[Point placement records]
★ ★ ★ ★ ★ ★ ★

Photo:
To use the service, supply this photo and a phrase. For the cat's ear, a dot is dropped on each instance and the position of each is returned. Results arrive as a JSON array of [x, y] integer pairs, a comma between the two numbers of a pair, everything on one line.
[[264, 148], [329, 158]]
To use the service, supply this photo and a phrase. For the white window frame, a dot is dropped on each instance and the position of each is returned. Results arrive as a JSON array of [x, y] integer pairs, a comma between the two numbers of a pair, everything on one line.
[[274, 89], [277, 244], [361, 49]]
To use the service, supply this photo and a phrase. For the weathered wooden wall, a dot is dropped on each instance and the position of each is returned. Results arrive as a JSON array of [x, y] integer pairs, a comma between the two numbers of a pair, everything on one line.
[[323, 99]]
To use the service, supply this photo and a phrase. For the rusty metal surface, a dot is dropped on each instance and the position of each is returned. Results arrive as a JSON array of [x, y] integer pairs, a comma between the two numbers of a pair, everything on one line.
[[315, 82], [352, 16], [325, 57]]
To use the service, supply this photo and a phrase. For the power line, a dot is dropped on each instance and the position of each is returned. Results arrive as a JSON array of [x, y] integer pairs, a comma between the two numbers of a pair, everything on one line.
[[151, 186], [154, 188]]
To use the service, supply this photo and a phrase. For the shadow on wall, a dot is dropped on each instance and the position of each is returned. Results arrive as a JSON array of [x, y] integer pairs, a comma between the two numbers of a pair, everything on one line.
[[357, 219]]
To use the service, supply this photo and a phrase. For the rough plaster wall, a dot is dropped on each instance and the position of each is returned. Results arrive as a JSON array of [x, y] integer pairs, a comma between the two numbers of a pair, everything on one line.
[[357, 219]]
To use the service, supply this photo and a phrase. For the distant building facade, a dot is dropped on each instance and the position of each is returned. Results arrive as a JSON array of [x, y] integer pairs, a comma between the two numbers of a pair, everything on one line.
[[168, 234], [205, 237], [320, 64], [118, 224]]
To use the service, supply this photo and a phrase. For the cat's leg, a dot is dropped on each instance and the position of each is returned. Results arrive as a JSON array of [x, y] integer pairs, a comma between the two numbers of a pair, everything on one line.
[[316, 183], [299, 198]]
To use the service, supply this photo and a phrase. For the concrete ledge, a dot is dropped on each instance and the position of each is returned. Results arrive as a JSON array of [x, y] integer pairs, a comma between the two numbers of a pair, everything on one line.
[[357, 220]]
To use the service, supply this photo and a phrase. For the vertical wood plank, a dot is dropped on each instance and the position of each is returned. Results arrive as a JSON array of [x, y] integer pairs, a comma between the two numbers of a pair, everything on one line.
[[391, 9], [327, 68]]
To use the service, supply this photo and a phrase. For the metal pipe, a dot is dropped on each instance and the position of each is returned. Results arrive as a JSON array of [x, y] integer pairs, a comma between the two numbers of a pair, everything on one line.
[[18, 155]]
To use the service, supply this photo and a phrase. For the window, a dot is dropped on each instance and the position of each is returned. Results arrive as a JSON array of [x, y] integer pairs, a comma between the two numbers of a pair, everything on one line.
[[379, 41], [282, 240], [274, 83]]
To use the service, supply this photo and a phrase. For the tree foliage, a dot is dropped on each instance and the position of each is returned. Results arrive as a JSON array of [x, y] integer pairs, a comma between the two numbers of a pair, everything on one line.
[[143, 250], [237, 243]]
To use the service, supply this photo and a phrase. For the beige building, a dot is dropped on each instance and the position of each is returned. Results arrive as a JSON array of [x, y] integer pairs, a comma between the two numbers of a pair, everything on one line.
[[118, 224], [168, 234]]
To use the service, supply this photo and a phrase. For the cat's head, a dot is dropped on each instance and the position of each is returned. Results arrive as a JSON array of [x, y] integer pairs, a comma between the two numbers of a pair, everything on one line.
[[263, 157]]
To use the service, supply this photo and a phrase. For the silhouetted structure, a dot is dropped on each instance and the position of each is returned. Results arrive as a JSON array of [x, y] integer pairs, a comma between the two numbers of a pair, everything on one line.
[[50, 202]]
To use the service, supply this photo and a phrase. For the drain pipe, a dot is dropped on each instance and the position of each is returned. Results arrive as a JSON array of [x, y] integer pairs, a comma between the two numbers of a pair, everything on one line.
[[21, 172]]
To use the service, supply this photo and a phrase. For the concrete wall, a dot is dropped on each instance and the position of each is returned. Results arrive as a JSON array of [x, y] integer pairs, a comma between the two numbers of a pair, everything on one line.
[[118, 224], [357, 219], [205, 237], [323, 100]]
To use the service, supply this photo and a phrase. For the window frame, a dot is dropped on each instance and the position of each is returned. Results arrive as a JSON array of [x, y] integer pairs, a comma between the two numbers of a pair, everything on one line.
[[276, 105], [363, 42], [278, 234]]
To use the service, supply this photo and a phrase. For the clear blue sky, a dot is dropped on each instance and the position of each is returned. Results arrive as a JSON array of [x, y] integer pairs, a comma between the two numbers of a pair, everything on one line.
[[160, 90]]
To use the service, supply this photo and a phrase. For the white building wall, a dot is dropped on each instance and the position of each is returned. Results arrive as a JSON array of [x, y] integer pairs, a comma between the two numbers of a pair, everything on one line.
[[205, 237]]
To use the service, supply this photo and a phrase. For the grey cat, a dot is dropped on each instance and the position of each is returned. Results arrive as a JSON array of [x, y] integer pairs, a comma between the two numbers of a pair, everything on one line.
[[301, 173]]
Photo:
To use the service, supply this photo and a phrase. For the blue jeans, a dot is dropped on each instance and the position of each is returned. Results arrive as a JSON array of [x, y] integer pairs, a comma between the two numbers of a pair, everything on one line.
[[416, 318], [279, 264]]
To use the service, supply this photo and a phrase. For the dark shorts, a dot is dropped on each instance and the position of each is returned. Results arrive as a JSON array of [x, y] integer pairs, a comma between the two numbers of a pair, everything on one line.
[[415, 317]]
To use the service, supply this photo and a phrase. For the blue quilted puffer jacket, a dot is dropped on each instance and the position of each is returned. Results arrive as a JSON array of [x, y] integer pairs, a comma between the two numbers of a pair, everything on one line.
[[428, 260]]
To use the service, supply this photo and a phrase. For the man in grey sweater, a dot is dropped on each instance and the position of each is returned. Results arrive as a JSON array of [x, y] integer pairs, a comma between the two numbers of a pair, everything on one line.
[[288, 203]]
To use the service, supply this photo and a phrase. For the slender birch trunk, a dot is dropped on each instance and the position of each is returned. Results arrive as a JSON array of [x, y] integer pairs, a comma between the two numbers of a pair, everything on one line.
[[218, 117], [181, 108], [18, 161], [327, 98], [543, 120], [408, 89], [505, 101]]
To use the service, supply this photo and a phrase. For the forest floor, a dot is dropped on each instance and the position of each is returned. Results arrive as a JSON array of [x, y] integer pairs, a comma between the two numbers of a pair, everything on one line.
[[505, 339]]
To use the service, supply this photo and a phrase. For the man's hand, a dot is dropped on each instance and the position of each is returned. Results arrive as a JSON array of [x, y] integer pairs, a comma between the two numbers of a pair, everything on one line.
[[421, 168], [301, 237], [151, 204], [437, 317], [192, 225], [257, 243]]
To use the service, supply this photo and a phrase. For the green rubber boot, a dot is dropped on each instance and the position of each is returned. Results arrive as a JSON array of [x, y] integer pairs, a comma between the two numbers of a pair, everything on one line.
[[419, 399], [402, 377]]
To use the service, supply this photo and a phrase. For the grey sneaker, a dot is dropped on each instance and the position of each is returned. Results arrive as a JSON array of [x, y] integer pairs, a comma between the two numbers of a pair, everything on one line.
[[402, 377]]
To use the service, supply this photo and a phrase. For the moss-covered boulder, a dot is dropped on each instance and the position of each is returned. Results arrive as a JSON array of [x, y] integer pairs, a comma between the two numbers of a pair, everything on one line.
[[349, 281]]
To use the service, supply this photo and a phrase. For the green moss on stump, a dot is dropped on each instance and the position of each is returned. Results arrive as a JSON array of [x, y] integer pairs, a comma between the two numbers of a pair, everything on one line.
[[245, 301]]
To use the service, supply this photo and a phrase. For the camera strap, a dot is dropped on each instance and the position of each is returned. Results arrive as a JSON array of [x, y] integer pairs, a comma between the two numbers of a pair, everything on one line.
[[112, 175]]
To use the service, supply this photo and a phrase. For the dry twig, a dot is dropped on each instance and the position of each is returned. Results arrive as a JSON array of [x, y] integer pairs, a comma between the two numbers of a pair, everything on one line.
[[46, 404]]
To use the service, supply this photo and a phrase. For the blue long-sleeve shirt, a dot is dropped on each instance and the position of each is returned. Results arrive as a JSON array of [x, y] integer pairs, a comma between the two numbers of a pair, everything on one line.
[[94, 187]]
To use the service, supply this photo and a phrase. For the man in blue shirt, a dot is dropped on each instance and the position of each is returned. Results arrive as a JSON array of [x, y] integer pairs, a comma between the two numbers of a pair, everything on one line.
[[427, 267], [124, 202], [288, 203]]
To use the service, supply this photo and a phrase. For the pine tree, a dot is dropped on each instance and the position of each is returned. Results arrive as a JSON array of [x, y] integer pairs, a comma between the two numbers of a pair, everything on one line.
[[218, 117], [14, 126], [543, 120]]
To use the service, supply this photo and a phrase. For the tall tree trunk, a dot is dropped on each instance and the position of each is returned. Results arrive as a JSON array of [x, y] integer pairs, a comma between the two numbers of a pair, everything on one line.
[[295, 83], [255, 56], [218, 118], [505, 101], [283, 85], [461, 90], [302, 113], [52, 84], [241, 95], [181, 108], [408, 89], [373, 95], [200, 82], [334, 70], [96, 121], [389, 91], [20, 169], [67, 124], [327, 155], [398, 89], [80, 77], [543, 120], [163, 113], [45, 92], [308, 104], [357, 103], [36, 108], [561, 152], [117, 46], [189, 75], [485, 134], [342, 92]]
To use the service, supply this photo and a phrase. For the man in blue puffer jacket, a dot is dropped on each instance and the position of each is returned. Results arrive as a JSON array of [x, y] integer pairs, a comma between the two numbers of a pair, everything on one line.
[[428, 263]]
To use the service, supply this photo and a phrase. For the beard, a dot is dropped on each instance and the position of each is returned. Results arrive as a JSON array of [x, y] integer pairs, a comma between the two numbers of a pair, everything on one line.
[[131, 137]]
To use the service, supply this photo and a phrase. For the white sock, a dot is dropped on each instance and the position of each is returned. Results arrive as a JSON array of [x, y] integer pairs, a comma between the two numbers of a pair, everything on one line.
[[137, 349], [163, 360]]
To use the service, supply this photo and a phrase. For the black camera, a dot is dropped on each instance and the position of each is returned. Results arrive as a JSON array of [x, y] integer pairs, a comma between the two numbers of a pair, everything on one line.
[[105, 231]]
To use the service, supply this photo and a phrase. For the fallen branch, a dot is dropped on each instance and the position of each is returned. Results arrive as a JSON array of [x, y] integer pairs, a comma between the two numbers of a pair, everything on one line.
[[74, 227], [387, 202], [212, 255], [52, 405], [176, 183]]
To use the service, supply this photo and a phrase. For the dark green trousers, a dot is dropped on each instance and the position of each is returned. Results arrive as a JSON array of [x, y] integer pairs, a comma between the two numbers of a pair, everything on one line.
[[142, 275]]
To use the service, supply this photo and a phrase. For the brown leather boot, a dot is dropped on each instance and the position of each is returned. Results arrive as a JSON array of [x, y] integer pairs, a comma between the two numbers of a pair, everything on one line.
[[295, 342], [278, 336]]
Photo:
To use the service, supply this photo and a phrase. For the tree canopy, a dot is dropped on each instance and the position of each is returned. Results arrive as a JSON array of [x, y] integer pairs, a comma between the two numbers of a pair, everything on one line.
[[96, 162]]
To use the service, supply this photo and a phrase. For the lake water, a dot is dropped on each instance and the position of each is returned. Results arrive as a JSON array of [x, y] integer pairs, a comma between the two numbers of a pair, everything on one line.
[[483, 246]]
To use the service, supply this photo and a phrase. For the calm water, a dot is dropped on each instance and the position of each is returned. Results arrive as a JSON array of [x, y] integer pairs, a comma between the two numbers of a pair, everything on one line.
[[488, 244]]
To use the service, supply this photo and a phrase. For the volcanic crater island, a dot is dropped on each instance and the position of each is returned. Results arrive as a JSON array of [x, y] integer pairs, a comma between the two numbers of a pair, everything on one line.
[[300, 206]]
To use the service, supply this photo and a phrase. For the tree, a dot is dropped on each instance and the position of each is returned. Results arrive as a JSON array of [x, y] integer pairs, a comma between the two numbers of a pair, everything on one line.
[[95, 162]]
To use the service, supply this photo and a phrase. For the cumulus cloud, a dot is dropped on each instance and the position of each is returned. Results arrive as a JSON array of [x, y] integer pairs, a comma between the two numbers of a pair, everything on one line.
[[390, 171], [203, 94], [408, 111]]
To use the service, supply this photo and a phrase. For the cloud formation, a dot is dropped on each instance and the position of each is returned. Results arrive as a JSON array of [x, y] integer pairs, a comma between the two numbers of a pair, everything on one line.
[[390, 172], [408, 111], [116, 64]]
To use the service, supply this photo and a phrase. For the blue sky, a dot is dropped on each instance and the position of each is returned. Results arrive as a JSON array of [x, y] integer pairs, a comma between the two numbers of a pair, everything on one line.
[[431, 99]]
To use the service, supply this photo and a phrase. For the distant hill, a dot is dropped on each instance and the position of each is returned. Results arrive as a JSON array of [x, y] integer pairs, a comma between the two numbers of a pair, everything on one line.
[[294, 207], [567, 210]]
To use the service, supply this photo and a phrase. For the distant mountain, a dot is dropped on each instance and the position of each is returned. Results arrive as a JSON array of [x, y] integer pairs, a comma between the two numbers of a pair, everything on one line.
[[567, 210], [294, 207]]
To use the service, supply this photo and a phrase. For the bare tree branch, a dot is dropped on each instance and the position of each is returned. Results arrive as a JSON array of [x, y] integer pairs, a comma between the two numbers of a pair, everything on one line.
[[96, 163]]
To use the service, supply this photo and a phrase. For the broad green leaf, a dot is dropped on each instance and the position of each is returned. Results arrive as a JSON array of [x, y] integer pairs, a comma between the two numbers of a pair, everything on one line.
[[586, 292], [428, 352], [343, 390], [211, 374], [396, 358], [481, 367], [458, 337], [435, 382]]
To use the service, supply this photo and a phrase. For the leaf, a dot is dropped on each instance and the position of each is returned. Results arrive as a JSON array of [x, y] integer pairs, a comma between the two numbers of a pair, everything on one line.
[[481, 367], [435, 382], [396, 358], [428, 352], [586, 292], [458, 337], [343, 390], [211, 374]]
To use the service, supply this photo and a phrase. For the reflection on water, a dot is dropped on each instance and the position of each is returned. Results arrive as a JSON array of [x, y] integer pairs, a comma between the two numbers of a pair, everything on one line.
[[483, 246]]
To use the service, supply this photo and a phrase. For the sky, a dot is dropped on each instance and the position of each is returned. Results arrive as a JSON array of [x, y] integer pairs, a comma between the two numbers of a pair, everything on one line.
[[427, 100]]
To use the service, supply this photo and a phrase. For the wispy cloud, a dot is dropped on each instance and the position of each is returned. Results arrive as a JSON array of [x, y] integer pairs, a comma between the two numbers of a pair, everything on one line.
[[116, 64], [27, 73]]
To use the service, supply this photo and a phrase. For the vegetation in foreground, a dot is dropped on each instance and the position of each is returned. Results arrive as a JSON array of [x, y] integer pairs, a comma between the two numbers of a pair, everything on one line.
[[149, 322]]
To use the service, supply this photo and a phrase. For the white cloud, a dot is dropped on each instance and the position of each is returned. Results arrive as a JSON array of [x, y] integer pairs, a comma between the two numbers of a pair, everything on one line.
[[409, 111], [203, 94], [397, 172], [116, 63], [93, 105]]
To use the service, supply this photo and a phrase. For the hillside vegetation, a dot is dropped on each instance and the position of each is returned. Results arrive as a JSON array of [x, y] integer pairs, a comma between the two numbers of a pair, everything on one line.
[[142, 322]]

★ ★ ★ ★ ★ ★ ★

■ GIVEN TASK
Quote exactly what appears from the line containing "For the sky, a" through the final line of the listing above, including both of those lines.

■ ANSWER FOR THIS EXERCISE
To use the service, supply this photo and a phrase. For the sky, a dot is dropped on each instance and the position of each is returned. Results arrive as a JSON array of [x, y] integer pairs, a comma between the two numbers of a pair, everything on one line.
[[427, 100]]
To use the service, supply this photo and a phrase. For the wispy cloud, a dot is dropped on each instance and the position of each is returned. Results arrive as a JSON array of [x, y] integer pairs, a comma between the two numbers of a pair, everything on one line.
[[116, 64], [27, 73]]
To use the service, supply this photo and a phrase. For the vegetation in foreground, a dot is dropped on each instance and the position of each is returned. Results arrive as a JSON array of [x, y] integer pairs, a comma between the two numbers of a pair, everything on one line.
[[149, 322]]
To use the service, supply this photo and a phrase. For the white cloud, a dot is dropped on each instance and the position of each is returned. Results arrive as a JSON array of [x, y] integer pairs, a comma between the two numbers of a pair, everything on one line.
[[409, 111], [203, 94], [397, 172], [116, 63], [93, 105]]
To use the service, supply this photo and a phrase. For the hillside vegetation, a dot is dropped on each instance and the position of each is returned. Results arrive as a JSON array of [x, y] integer pairs, a comma between the two numbers of a pair, everything on one line.
[[142, 322]]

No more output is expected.